==== RECORDS SUPPLIED

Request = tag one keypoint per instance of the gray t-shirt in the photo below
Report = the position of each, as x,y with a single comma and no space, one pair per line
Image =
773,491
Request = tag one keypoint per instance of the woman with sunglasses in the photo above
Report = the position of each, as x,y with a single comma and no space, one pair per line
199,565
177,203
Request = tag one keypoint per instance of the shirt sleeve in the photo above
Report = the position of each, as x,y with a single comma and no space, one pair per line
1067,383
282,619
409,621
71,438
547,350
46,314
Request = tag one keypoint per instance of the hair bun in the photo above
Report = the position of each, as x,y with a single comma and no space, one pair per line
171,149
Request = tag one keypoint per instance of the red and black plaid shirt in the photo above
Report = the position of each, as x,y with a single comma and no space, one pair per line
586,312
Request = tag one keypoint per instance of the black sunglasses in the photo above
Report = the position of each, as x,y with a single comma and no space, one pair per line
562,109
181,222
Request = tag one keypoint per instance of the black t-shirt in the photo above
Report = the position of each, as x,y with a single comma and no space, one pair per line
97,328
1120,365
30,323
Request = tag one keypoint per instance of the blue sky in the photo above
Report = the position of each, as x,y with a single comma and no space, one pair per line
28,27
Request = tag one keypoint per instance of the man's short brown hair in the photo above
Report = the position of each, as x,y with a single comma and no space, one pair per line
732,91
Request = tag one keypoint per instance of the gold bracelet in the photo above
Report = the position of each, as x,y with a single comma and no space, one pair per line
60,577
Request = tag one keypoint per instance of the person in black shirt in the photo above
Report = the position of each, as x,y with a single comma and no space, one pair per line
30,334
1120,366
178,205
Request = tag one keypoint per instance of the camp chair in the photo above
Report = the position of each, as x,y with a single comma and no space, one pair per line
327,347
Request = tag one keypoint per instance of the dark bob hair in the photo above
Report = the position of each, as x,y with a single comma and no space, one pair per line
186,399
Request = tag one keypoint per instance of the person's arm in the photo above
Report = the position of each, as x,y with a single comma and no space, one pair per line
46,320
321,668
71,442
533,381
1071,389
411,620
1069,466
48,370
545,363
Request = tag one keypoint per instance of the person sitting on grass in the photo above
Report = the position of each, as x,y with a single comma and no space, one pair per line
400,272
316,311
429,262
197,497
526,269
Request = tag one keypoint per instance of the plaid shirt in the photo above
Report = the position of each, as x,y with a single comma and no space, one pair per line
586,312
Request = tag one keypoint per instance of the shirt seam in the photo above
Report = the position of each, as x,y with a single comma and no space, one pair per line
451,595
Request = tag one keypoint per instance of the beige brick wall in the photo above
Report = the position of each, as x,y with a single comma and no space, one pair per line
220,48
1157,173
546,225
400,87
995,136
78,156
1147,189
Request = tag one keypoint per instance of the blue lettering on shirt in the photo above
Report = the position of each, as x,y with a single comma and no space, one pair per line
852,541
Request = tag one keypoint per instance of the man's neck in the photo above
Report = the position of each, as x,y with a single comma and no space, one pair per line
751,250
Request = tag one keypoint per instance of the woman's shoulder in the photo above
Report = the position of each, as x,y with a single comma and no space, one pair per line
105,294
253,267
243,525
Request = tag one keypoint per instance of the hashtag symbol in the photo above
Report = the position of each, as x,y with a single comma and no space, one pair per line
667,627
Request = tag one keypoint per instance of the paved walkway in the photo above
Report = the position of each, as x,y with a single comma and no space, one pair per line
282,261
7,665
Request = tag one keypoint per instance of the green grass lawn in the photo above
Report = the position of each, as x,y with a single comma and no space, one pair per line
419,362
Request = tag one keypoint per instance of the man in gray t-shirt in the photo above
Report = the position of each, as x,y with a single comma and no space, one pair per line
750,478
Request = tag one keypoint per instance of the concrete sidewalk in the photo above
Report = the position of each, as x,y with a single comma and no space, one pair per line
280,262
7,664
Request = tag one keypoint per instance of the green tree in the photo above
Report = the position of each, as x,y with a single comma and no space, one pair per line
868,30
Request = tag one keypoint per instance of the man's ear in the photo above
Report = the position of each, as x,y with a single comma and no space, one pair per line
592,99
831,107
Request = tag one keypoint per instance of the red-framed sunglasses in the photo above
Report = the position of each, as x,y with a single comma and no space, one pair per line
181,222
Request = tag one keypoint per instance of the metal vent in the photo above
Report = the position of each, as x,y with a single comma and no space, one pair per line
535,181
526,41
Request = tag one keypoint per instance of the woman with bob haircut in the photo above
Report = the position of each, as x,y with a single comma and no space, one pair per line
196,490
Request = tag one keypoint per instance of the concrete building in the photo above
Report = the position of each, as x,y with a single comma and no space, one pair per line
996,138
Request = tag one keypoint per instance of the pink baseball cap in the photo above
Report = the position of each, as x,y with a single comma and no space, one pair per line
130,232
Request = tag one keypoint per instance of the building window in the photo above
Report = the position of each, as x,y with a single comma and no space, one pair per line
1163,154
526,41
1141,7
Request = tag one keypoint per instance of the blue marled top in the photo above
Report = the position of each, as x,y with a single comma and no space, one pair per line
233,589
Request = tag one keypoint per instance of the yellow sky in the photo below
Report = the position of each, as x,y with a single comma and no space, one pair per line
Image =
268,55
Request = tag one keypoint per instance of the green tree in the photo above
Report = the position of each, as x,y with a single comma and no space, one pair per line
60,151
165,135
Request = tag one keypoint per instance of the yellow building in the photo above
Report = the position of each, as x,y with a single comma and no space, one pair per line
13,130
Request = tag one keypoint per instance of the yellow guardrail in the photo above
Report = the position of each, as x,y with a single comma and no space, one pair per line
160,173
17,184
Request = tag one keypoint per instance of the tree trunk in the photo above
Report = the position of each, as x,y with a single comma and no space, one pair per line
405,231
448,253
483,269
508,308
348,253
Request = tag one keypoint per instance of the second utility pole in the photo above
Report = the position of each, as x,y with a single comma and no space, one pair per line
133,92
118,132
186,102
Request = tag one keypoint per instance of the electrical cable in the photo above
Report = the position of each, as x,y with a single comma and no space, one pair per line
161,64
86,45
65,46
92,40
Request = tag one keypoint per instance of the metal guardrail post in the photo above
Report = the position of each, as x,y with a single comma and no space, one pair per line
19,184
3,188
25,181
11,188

========
==== RECORDS SUPPLIED

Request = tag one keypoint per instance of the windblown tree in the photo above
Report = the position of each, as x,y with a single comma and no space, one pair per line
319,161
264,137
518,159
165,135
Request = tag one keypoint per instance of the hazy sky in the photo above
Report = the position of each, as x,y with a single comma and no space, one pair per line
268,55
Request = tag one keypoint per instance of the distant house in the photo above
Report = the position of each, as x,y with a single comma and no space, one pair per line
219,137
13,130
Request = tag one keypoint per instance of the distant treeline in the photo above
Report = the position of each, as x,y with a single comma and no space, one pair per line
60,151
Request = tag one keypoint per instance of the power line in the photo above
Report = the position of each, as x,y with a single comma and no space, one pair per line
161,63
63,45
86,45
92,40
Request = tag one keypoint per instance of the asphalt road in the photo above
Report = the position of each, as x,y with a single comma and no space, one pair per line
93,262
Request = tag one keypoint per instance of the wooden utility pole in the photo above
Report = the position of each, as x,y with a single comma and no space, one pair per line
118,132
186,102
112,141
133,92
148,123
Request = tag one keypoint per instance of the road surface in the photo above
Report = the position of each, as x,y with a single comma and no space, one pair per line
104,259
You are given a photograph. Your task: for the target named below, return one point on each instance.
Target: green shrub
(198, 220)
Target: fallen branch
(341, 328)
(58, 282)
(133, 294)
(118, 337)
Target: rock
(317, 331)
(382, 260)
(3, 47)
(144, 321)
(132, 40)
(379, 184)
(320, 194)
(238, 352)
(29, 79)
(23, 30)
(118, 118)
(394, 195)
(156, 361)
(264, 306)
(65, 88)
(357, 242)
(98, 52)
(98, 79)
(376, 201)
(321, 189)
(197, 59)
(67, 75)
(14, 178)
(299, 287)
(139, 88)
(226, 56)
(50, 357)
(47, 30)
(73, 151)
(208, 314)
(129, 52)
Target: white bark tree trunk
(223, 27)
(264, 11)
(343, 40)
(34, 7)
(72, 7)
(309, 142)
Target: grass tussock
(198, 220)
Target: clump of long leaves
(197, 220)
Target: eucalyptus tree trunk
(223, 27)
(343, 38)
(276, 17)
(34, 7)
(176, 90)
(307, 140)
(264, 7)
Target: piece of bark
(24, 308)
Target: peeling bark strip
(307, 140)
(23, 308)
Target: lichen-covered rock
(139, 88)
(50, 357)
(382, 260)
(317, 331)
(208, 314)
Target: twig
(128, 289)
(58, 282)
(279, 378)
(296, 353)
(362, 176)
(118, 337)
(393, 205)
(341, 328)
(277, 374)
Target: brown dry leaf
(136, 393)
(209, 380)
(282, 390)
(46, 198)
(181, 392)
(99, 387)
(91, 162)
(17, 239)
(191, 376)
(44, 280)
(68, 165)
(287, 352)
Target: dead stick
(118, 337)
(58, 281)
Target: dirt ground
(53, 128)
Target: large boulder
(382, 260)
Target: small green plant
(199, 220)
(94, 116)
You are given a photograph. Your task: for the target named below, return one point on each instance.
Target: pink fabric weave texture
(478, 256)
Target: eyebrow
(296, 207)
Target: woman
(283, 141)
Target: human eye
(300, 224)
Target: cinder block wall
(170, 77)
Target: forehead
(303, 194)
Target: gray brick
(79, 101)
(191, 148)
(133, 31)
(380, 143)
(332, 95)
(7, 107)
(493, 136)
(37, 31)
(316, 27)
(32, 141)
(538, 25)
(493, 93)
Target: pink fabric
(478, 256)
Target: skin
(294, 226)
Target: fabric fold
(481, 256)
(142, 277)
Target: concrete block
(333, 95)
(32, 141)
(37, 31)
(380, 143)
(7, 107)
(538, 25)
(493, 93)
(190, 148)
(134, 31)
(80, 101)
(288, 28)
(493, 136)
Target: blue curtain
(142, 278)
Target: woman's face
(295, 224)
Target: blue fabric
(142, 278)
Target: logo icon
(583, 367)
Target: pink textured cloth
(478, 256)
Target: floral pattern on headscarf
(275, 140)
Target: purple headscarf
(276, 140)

========

YOUR OBJECTIVE: Using the material above, work out how many lines contain the string "utility". Give that number alone.

COMPLETED EXERCISE: 2